- [Passage shown]:
_____

Scientist Dr Anthony Turton agrees. "It is all about the end of a golden age of wealth extraction that gave little thought to a post-mining future and no repatriation or reinvestment of that wealth for the day that the gold ran out. The party is over. Now comes the hangover."

Dina Townsend, a staff attorney at the Centre for Environmental Rights, said a coalition of NGOs was considering legal remedies to prevent and mitigate the discharge of millions of litres of polluted acid mine water into water courses.

"The failure to publish the report increases public suspicion about the scope and urgency of the problem, and we have called on the inter-ministerial committee to release the report to the public without further delay," Townsend said.

In September last year the government assembled a team of 27 experts to work out a response to the problem.

The team had six weeks to work on a report that was presented to an inter-ministerial committee.

Liefferink said it was concerning that the Minister of Mineral Resources, Susan Shabangu, was authorising prospecting and mining rights without ensuring that there were sufficient rehabilitation funds available to deal with residual and latent impacts such as AMD.

"It should not be passed over that the mineral resources minister has the right, in terms of the Mineral and Petroleum Resources Development Act, to liquidate, even before mine closure, the rehabilitation funds, in order to address environmental emergencies," she said.

"It is perplexing that the minister has not liquidated these trust funds for pumping and treatment of AMD."

Turton said the country's options are limited.

"If one expands outwards from AMD as a single issue, and takes a broader strategic look at the whole thing, then the future viability of Johannesburg as a city, and Gauteng as a province, is at stake," he said.

_____

- [Entries]:
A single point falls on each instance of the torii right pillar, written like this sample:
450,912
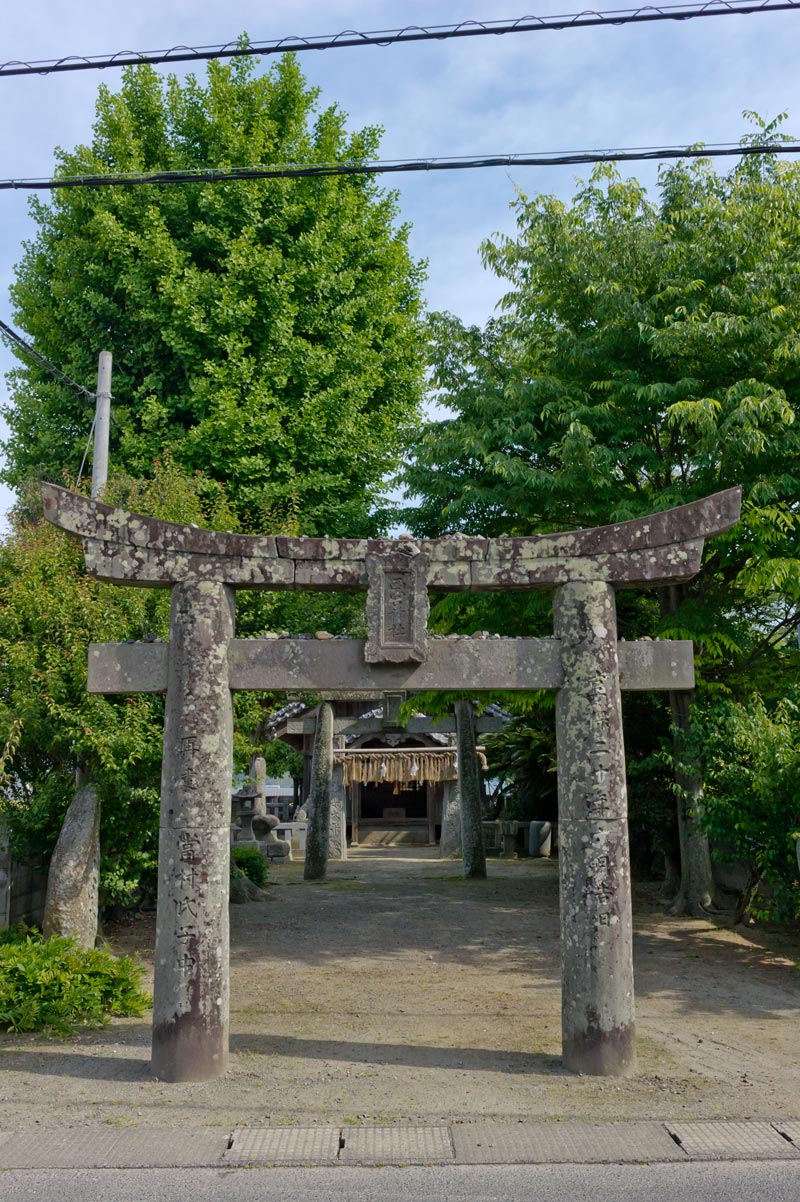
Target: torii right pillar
597,1006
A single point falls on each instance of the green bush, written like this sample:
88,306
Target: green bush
54,986
251,862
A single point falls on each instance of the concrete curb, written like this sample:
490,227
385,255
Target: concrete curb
476,1143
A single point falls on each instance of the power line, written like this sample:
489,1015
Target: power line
400,36
395,166
19,343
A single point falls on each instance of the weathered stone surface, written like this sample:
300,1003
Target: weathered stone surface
631,569
595,875
338,667
396,608
121,546
475,860
190,1007
699,519
318,835
73,876
260,771
338,825
149,567
127,668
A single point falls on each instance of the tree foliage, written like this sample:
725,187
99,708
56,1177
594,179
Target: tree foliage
49,725
751,757
645,355
263,332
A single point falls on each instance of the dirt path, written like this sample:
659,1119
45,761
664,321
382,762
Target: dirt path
399,992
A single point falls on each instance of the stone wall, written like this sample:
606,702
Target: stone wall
22,888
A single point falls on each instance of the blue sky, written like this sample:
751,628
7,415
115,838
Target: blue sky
637,85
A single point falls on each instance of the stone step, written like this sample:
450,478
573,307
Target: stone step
392,837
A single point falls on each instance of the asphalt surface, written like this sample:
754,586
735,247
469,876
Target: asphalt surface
742,1182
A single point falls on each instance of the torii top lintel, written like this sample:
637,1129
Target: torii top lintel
130,548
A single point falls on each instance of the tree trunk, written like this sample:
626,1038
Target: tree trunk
73,878
696,892
449,844
475,860
317,840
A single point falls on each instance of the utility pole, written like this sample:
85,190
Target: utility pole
102,426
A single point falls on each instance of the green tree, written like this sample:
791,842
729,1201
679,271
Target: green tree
646,355
751,759
264,332
49,725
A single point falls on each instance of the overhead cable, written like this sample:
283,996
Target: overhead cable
348,37
395,166
19,343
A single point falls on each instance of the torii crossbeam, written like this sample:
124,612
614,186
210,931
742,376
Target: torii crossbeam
203,662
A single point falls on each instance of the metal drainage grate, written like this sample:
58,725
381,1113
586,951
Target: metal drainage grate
566,1143
396,1146
284,1146
728,1140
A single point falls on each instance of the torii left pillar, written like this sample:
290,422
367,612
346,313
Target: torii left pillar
191,997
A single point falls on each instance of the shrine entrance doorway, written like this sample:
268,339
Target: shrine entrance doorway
203,664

_____

- [Task brief]: Copy word for word the part of the passage on acid mine drainage between "Dina Townsend, a" and "an inter-ministerial committee.", inclusive. The rows have nothing to do with the passage on acid mine drainage.

- [Exercise output]:
Dina Townsend, a staff attorney at the Centre for Environmental Rights, said a coalition of NGOs was considering legal remedies to prevent and mitigate the discharge of millions of litres of polluted acid mine water into water courses.

"The failure to publish the report increases public suspicion about the scope and urgency of the problem, and we have called on the inter-ministerial committee to release the report to the public without further delay," Townsend said.

In September last year the government assembled a team of 27 experts to work out a response to the problem.

The team had six weeks to work on a report that was presented to an inter-ministerial committee.